Alfonsi made international news in 2020 when she was the first reporter to obtain photos from inside the jail cell of convicted felon Jeffrey Epstein and his autopsy photos, which aired on 60 Minutes. That same year, Alfonsi and her 60 Minutes producers won the Alfred I. duPont–Columbia University Award for their report On the Border examining the migrant crisis at the US-Mexico border. During her acceptance speech, Alfonsi dedicated the award to everyone who called her a "pain in the ass". She was also recognized in 2020 with a Gracie Award by the Alliance for Women in Media for Outstanding News/News Magazine talent.

During the COVID-19 pandemic, Alfonsi led multiple investigations, including a 2020 report on flawed COVID-19 antibody tests and one of the earliest recorded superspreader events, aboard the cruise ship Costa Luminosa. Her other investigative work during this period included reporting on eBay's harassment and stalking of critics, and the first television interview with David Nielsen, a whistleblower who raised concerns about the financial practices of Ensign Peak Advisors, the investment arm of the LDS Church (Mormons).

* _QUESTIONS_
a - For each statement about the Alfonsi passage, answer yes or no and quote the words that decide it. (i) Alfonsi dedicated her duPont–Columbia award to everyone who called her a "pain in the ass." (ii) The Alliance for Women in Media gave Alfonsi a Gracie Award in 2020. (iii) The whistleblower David Nielsen raised concerns about eBay's financial practices.
b - Turn the paragraph of the Alfonsi passage that begins "During the COVID-19 pandemic" into a short bulleted list that keeps its main facts.
c - Pick up the Alfonsi passage after its final sentence and continue it.

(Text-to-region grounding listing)

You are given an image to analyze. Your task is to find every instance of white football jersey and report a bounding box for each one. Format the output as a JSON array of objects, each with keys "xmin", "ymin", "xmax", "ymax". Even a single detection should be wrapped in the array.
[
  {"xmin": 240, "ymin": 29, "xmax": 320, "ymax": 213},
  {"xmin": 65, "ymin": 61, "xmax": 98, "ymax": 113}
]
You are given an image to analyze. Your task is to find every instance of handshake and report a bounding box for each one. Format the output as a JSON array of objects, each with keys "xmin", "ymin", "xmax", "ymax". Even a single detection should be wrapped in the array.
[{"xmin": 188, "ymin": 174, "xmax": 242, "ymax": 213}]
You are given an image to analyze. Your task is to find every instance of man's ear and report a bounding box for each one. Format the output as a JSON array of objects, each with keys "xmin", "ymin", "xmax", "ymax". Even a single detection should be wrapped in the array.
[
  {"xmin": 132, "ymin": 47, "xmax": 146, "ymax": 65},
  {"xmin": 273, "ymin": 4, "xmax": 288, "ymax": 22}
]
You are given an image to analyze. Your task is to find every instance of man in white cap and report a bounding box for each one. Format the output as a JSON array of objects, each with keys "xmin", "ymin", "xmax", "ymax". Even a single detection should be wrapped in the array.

* _ANSWERS GIVEN_
a -
(i) Yes: "Alfonsi dedicated the award to everyone who called her a "pain in the ass"".
(ii) Yes: "She was also recognized in 2020 with a Gracie Award by the Alliance for Women in Media".
(iii) No: "raised concerns about the financial practices of Ensign Peak Advisors, the investment arm of the LDS Church (Mormons)".

b -
Alfonsi's investigative work during the COVID-19 pandemic:
- A 2020 report on flawed COVID-19 antibody tests
- A report on one of the earliest recorded superspreader events, aboard the cruise ship Costa Luminosa
- Reporting on eBay's harassment and stalking of critics
- The first television interview with David Nielsen, a whistleblower who raised concerns about the financial practices of Ensign Peak Advisors, the LDS Church's investment arm

c -
Following the U.S. withdrawal from Afghanistan in 2021, Alfonsi traveled to Kabul to cover the country's humanitarian crisis and conducted a rare interview with the Taliban's health minister. She also reported on the Oath Keepers following the January 6 United States Capitol attack and how the militia group mobilized for the assault on the Capitol.

Her profile work has included interviews with celebrities and public figures such as comedian Adam Sandler, actor Nicolas Cage, chef Ina Garten, gymnast Simone Biles, and actress Jamie Lee Curtis.

In 2024, Alfonsi was awarded the Society of Professional Journalists' Sigma Delta Chi Award for her investigative report on Boeing whistleblowers. In 2025, she won an Emmy award for her extensive reporting work from the southern border of the United States.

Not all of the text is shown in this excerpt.